>> BEGIN INPUT ROWS

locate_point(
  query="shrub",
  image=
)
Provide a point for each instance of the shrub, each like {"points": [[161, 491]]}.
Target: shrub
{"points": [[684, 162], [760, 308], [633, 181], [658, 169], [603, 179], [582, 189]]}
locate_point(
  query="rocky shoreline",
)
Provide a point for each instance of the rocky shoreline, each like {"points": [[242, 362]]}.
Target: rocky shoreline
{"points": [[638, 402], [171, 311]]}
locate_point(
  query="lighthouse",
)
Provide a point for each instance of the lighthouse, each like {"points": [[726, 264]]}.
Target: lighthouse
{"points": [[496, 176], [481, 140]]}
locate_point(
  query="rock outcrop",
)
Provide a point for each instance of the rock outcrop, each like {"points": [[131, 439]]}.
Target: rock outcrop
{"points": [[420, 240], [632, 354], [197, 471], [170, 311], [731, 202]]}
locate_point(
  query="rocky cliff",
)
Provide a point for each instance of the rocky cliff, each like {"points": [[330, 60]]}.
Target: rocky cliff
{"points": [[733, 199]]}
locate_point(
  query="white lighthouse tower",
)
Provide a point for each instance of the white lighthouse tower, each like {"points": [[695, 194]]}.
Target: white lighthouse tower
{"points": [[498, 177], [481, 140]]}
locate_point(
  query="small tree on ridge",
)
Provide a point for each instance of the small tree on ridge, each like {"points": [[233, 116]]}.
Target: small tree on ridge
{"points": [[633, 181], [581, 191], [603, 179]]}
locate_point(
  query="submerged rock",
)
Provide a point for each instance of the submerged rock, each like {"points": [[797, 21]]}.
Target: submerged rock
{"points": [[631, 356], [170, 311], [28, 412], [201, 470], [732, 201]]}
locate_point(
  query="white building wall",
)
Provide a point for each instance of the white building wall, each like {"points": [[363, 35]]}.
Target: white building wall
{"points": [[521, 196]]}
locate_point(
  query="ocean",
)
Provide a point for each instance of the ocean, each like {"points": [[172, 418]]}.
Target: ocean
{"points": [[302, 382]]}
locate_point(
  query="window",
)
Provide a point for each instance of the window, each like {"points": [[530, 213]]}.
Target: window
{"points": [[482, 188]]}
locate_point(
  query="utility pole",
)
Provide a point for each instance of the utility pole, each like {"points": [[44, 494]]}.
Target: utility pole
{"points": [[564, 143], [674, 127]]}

>> END INPUT ROWS

**PROBLEM**
Repeat the records above exactly, from the first line to the last.

**SOLUTION BELOW**
locate_point(
  query="shrub",
  image=
)
Provide a point for each instance of the shrub, each like {"points": [[161, 491]]}.
Target: shrub
{"points": [[684, 162], [760, 308], [633, 181], [658, 169], [603, 179], [582, 189]]}
locate_point(
  query="rocky shoreline",
)
Provide a point for each instance of the rocky shoreline, each like {"points": [[242, 362]]}.
Target: rocky shoreline
{"points": [[638, 402], [171, 311]]}
locate_point(
  query="lighthouse",
)
Provide a point for each instance of the lighthouse, each like {"points": [[726, 264]]}.
Target: lighthouse
{"points": [[496, 176], [481, 140]]}
locate_point(
  query="rock outcrop",
)
Provide a point for each instance of the rock outcrop, each like {"points": [[131, 439]]}.
Target: rock outcrop
{"points": [[420, 240], [632, 354], [197, 471], [170, 311], [731, 202]]}
locate_point(
  query="rocky cliff",
)
Provide a point for each instance of the rocky cliff, each like {"points": [[330, 60]]}.
Target: rocky cliff
{"points": [[733, 199]]}
locate_point(
  query="white lighthouse tower",
)
Provide a point for each instance of the white lighthouse tower, each like {"points": [[695, 194]]}.
Target: white lighthouse tower
{"points": [[498, 177], [481, 140]]}
locate_point(
  query="small tree on ridge",
)
Provide a point for each instance of the small tree on ridge, each like {"points": [[233, 116]]}.
Target: small tree on ridge
{"points": [[633, 181], [581, 191], [603, 179]]}
locate_point(
  query="submerged rock",
)
Provide a point for each instance of the submerged rock, each like {"points": [[797, 21]]}.
Target: submerged rock
{"points": [[631, 356], [170, 311], [28, 412], [201, 470], [732, 201]]}
locate_point(
  query="white building wall",
)
Provide a point for each instance of the white building wall, each like {"points": [[363, 35]]}.
Target: white building wall
{"points": [[521, 196]]}
locate_point(
  query="ocean",
)
Provide a point for each instance of the ocean, each like {"points": [[172, 418]]}.
Target: ocean
{"points": [[302, 382]]}
locate_point(
  query="window",
)
Provide a point for each instance of the window, each like {"points": [[530, 213]]}.
Target: window
{"points": [[482, 188]]}
locate_point(
  query="utility pole",
)
Provide a point for each instance of the utility pole, each like {"points": [[44, 494]]}.
Target: utility pole
{"points": [[564, 143], [674, 127]]}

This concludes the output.